Copy the lines starting at the line containing "of the racket" and ending at the line containing "Target: racket handle", substituting "tracer" for "segmenter" and changing nothing else.

*Extracted data:*
>>>

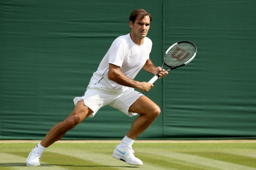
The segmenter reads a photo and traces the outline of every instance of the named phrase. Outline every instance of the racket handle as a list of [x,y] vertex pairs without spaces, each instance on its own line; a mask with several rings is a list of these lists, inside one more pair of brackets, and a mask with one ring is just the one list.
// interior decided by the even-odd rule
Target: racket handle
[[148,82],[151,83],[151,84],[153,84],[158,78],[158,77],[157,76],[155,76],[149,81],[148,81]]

<<<
>>>

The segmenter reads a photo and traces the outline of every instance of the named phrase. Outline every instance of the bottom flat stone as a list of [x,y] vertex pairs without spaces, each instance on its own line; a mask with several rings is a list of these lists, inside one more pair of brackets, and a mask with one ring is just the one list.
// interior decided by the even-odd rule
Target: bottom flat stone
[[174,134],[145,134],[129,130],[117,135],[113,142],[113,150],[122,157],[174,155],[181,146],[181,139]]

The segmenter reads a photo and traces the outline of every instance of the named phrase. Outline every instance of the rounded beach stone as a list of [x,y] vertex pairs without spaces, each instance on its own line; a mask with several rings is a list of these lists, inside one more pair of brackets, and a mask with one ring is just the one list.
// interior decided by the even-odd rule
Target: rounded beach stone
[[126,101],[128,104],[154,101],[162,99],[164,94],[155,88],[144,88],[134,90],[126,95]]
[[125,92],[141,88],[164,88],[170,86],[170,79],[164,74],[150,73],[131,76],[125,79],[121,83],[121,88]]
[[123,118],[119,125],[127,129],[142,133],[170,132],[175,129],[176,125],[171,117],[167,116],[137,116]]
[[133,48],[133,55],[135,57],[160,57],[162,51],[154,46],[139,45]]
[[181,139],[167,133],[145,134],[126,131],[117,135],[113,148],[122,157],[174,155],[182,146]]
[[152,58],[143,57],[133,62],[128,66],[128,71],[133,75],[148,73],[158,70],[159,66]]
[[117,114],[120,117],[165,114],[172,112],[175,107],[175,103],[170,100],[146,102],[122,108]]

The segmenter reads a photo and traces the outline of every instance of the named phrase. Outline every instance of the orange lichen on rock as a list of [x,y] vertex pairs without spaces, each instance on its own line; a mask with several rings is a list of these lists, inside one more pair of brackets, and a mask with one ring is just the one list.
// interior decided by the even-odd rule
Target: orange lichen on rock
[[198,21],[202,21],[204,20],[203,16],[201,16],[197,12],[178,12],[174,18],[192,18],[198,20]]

<<<

*Result of this exercise:*
The tracer reads a photo and traces the outline of every instance of the named phrase. Outline every instance of the racket handle as a list of [x,y] vertex pairs without spaces, each instance on its own line; a mask with several rings is a list of these lists, inside one more pair of brackets, and a mask with one ring is just the one list.
// interior decided by the even-odd rule
Target: racket handle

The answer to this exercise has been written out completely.